* **OBJECTIVE A**:
Copy the records word for word, everything from the start of the records down to the line containing "<point>259,405</point>", including that line.

-*-*-

NICO Holdings Plc
- Company type: Public
- Traded as: MSE: NICO
- Industry: Insurance, Investments, Property, Financial services
- Founded: 1971; 55 years ago
- Headquarters: Chibisa Hse 19 Glyn Jones Blantyre, Malawi
- Products: List Insurance Asset Management Property REITs Banking Holding;
- Website: nicomw.com

= NICO Holdings =

NICO Holdings plc is a diversified financial services group and is listed on the Malawi Stock Exchange. The NICO group sponsored the Malawi national netball team in 2025/26.

== Overview ==
NICO Holdings' headquarters are in Blantyre, Malawi, with operating presence in six African countries i.e. Malawi, Zambia, Tanzania, Uganda, Mozambique and Zimbabwe. The group offers a wide range of financial products and services which include: asset management, life assurance, retirement planning, general insurance, health insurance, banking, information technology and property management.

NICO Holdings was founded in 1971 as a short-term insurance company called National Insurance Company Limited. NICO became the first company to be listed on the Malawi Stock Exchange in 1996. Since then, the group has listed two of its subsidiaries on the stock market i.e. NBS Bank Plc in 2007 and ICON Properties Plc in 2019.

== Member companies ==
The companies that compose the NICO Holdings are organised into five divisions and include, but are not limited, to the following:

=== Insurance ===

- NICO General Insurance Company – Blantyre, Malawi – 51% Shareholding – Offering short term insurance. Remaining 49% held by Sanlam.

-*-*-

* **OBJECTIVE B**:
Based on the NICO Holdings page, decide whether each statement agrees with the text: (i) NICO was the first company listed on the Malawi Stock Exchange. (ii) The group operates in seven African countries. (iii) NICO Holdings owns all of NICO General Insurance Company. Answer yes or no for each, quoting the deciding words.

(Point placement records)
-*-*-

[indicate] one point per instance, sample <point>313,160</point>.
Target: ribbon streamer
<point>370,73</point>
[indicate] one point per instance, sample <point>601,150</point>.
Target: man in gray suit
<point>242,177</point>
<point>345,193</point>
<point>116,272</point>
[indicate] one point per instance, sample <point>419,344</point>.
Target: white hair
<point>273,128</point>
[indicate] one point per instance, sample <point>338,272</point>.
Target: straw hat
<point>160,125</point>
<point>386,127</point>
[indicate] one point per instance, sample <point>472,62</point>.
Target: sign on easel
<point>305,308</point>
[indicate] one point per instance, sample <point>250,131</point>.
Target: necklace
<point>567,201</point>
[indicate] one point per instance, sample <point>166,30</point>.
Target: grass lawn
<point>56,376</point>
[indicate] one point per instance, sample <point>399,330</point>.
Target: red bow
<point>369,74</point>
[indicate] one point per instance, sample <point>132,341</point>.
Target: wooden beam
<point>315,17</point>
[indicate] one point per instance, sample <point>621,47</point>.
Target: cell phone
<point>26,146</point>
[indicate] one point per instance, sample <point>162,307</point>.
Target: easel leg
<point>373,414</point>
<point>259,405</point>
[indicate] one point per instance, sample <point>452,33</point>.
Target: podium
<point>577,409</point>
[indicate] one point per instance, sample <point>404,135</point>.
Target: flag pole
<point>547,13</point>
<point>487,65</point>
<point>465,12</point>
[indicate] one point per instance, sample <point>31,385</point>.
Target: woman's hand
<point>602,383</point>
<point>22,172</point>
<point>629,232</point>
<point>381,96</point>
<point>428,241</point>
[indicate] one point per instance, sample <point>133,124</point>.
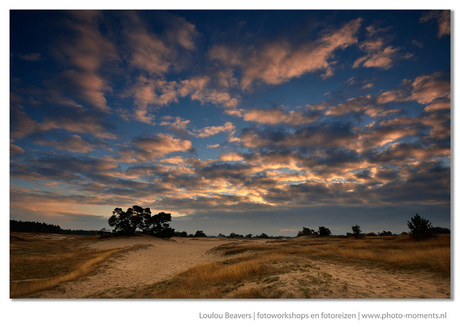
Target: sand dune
<point>156,260</point>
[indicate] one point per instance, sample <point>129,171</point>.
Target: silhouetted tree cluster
<point>357,233</point>
<point>420,228</point>
<point>322,231</point>
<point>306,232</point>
<point>136,217</point>
<point>33,227</point>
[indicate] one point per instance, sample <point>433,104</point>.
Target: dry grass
<point>211,280</point>
<point>39,262</point>
<point>246,269</point>
<point>251,266</point>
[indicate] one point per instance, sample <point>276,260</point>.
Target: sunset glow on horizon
<point>232,121</point>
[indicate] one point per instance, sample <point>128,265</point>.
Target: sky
<point>232,121</point>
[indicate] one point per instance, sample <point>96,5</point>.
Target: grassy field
<point>41,261</point>
<point>255,270</point>
<point>242,269</point>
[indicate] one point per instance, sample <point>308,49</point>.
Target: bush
<point>357,231</point>
<point>420,228</point>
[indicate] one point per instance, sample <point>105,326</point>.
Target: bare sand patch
<point>151,260</point>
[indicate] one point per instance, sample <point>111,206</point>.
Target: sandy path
<point>158,260</point>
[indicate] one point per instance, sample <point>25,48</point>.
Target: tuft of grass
<point>38,262</point>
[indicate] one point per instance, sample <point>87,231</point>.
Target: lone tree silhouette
<point>357,231</point>
<point>135,218</point>
<point>420,228</point>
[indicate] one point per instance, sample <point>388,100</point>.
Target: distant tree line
<point>419,229</point>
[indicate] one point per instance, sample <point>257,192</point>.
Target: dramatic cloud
<point>279,62</point>
<point>379,53</point>
<point>275,116</point>
<point>231,120</point>
<point>442,18</point>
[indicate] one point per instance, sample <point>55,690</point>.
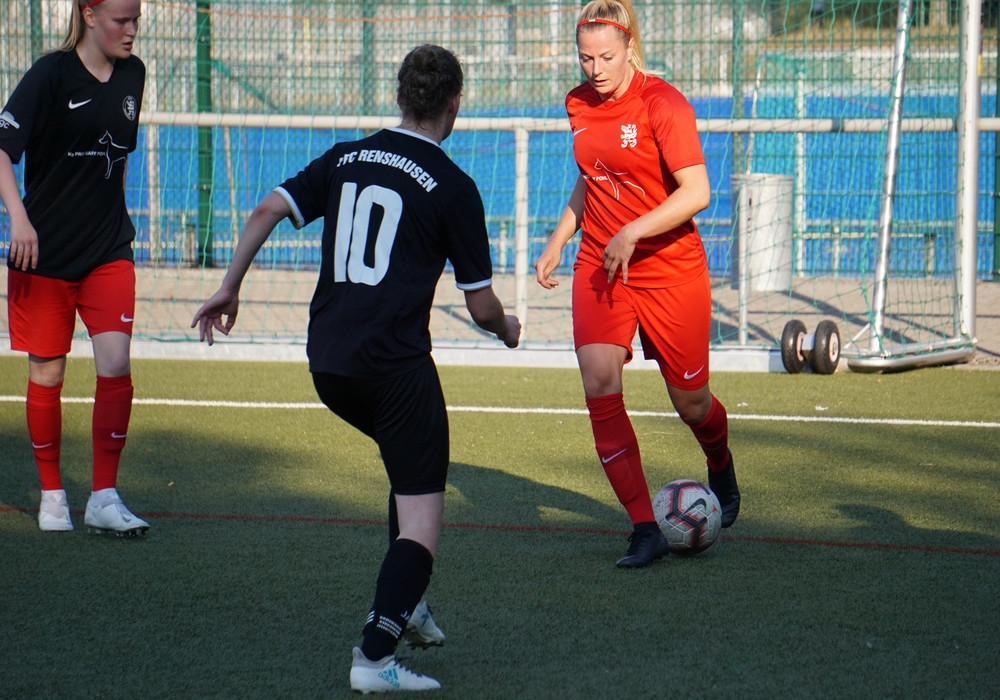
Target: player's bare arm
<point>487,312</point>
<point>23,238</point>
<point>569,224</point>
<point>226,302</point>
<point>691,196</point>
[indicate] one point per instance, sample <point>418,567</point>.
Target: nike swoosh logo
<point>692,375</point>
<point>605,460</point>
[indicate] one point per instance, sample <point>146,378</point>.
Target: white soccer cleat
<point>106,514</point>
<point>53,513</point>
<point>421,630</point>
<point>385,676</point>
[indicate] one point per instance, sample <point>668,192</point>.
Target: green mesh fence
<point>792,98</point>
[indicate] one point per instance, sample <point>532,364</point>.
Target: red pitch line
<point>543,528</point>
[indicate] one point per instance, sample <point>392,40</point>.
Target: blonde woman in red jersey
<point>641,263</point>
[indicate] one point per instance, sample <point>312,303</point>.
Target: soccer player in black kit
<point>395,208</point>
<point>74,117</point>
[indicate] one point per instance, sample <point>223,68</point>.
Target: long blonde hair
<point>77,27</point>
<point>621,14</point>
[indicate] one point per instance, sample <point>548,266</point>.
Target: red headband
<point>597,20</point>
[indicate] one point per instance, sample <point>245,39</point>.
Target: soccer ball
<point>689,516</point>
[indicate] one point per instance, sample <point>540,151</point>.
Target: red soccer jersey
<point>626,150</point>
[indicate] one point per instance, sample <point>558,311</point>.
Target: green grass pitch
<point>865,562</point>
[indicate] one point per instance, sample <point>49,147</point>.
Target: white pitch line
<point>550,411</point>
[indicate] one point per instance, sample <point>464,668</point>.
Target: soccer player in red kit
<point>74,117</point>
<point>641,263</point>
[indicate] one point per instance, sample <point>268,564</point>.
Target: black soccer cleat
<point>646,544</point>
<point>723,485</point>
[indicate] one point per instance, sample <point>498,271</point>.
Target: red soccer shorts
<point>42,310</point>
<point>673,323</point>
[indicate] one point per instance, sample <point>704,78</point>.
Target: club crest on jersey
<point>7,120</point>
<point>629,134</point>
<point>128,107</point>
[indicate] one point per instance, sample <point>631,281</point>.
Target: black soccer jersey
<point>76,133</point>
<point>395,208</point>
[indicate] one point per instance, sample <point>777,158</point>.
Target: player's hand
<point>23,246</point>
<point>511,335</point>
<point>617,254</point>
<point>209,316</point>
<point>547,262</point>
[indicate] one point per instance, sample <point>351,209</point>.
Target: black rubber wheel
<point>792,356</point>
<point>826,348</point>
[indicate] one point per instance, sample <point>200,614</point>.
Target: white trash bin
<point>763,213</point>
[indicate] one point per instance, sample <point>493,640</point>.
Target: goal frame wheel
<point>792,353</point>
<point>826,348</point>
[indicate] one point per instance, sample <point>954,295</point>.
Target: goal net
<point>793,99</point>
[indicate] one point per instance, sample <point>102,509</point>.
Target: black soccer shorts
<point>405,415</point>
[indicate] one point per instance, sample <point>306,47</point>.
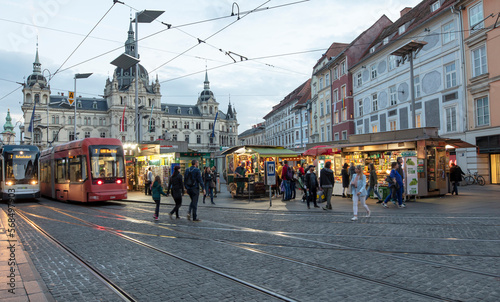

-*-*-

* **RESPONSE A**:
[indicate] one point per instance, sample <point>313,160</point>.
Target: ribbon streamer
<point>370,73</point>
[indicate] one point per instance, sample <point>601,150</point>.
Target: man in gray suit
<point>242,177</point>
<point>345,193</point>
<point>116,272</point>
[indicate] one point per instance, sample <point>419,344</point>.
Target: white hair
<point>273,128</point>
[indicate] one point per instance, sample <point>338,272</point>.
Target: straw hat
<point>160,125</point>
<point>386,127</point>
[indicate] one point per instance, sample <point>472,62</point>.
Target: sign on easel
<point>305,308</point>
[indicate] one point per instance, sample <point>250,131</point>.
Target: necklace
<point>567,201</point>
[indicate] one point per instance, sample <point>166,30</point>.
Target: grass lawn
<point>56,376</point>
[indicate] one point per instance, sample <point>399,330</point>.
Target: red bow
<point>369,74</point>
[indicate] one point per instance, sample <point>132,341</point>.
Target: wooden beam
<point>315,17</point>
[indicate] one point per instance, sample <point>621,47</point>.
Target: cell phone
<point>26,146</point>
[indicate] one point per instance, sample <point>162,307</point>.
Target: easel leg
<point>373,414</point>
<point>259,405</point>

* **RESPONSE B**:
(i) Yes: "NICO became the first company to be listed on the Malawi Stock Exchange in 1996."
(ii) No: "with operating presence in six African countries"
(iii) No: "51% Shareholding" and "Remaining 49% held by Sanlam."